(Items from a dataset)
===
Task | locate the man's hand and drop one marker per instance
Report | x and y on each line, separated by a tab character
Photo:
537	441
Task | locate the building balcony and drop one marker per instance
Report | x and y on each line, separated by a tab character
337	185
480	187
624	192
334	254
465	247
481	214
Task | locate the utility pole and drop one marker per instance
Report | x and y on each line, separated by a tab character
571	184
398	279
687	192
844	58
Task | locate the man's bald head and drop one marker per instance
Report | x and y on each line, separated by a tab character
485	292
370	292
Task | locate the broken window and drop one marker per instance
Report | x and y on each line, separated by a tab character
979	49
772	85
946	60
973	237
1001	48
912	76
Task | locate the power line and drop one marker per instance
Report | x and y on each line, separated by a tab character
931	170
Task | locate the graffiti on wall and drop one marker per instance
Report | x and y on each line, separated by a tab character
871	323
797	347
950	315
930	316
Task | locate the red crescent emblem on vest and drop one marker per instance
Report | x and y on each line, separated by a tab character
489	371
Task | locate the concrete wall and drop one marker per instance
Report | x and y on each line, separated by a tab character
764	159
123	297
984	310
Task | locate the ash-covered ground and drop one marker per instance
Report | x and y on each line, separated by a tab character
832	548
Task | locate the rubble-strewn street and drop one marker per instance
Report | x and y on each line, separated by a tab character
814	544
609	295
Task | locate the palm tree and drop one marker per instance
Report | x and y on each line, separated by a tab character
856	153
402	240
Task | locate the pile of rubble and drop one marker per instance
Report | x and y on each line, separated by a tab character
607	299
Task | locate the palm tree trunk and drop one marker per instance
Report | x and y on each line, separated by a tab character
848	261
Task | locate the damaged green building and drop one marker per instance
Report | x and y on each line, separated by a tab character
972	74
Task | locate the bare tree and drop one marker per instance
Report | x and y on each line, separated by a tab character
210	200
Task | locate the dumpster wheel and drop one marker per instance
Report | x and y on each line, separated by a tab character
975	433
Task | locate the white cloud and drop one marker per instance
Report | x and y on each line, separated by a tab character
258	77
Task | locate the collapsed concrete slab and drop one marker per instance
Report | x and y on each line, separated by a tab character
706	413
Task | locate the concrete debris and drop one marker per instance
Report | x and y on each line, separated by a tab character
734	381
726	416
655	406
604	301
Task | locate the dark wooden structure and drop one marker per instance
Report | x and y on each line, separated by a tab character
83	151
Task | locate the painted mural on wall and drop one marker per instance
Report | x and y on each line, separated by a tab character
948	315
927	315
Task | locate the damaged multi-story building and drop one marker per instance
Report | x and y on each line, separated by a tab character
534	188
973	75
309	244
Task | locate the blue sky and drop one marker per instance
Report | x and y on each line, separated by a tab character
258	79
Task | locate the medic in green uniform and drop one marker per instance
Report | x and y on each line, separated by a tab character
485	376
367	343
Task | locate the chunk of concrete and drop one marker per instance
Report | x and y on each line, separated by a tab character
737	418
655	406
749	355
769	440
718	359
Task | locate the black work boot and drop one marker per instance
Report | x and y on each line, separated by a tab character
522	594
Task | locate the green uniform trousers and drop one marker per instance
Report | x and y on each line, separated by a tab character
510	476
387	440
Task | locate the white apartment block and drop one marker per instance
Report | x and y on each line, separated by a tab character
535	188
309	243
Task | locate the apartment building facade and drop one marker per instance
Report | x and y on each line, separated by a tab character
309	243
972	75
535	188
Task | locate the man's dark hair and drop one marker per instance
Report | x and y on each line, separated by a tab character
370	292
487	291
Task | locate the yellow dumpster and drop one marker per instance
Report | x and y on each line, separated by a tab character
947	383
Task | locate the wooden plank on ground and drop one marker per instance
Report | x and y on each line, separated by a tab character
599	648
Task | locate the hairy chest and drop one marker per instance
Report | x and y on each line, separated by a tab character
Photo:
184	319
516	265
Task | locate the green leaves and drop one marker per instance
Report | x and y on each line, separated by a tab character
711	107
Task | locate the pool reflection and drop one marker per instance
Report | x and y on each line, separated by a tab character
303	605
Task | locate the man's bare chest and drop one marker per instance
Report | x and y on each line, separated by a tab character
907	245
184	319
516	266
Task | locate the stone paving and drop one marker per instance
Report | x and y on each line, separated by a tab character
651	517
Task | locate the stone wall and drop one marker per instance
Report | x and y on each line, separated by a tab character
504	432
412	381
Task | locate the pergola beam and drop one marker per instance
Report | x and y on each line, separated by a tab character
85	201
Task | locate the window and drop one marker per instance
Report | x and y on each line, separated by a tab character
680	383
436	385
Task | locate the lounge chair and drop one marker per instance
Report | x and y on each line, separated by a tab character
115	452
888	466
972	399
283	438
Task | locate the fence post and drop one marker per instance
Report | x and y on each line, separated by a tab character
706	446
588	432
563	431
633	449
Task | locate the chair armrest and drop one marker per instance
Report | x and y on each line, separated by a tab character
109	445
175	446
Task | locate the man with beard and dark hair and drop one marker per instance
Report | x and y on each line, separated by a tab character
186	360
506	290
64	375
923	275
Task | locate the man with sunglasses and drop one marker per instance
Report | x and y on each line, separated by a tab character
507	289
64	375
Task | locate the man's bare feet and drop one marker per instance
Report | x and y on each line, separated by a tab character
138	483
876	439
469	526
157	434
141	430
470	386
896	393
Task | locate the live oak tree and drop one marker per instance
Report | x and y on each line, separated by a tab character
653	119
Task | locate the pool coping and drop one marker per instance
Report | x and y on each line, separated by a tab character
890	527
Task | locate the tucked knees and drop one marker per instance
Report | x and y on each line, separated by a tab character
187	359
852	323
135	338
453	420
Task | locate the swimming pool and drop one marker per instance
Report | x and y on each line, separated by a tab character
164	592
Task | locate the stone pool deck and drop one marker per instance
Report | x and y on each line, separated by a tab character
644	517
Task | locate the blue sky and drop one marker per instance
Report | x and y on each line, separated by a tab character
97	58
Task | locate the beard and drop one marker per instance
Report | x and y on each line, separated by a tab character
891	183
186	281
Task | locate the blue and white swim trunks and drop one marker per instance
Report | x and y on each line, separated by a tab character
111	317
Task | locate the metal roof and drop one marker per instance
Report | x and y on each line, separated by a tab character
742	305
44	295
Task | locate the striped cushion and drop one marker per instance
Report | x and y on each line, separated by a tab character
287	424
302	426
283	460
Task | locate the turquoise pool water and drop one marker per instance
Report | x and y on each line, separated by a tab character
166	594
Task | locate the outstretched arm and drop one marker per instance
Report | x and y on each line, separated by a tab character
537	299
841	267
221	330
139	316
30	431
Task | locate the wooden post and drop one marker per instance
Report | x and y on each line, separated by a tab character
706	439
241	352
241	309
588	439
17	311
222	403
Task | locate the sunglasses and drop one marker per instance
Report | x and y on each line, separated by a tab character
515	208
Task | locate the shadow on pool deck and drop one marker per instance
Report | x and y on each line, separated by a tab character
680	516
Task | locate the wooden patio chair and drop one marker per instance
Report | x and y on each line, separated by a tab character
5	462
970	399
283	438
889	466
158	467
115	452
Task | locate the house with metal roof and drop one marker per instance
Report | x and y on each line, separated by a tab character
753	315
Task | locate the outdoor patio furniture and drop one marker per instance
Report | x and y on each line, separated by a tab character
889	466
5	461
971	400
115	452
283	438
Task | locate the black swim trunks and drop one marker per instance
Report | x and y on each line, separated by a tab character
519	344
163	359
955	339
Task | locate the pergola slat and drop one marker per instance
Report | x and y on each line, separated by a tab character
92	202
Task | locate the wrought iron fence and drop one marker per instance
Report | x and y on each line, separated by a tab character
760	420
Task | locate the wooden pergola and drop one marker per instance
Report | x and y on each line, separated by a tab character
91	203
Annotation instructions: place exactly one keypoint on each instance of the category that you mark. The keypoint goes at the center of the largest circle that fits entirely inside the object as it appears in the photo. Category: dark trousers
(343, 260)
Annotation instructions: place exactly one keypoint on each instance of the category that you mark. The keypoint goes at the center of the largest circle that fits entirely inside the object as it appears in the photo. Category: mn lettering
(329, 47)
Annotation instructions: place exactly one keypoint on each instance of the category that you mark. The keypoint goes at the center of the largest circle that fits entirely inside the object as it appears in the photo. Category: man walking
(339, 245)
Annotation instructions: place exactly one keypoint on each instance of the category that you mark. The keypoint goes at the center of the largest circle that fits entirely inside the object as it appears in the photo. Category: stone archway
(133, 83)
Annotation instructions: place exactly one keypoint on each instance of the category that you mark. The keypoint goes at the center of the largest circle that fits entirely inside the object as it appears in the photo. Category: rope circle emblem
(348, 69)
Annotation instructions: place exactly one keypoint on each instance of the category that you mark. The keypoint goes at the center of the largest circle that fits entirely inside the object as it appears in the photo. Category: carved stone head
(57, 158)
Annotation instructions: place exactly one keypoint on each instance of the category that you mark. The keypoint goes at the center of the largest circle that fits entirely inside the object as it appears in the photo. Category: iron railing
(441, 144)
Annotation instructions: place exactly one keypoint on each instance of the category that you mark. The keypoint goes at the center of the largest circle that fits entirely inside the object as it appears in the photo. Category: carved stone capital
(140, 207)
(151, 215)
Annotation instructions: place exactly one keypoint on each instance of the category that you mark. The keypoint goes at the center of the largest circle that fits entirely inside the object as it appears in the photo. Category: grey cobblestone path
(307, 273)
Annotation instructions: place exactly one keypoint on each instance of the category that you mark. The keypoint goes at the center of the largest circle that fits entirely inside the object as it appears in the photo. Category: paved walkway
===
**Exercise objective**.
Find the word "pergola" in the records. Copy every line it appears in.

**Response below**.
Task | locate the pergola beam and drop one marker per instance
Task | locate the pergola slat and drop one marker per instance
Task | locate the wooden pergola and drop one marker per instance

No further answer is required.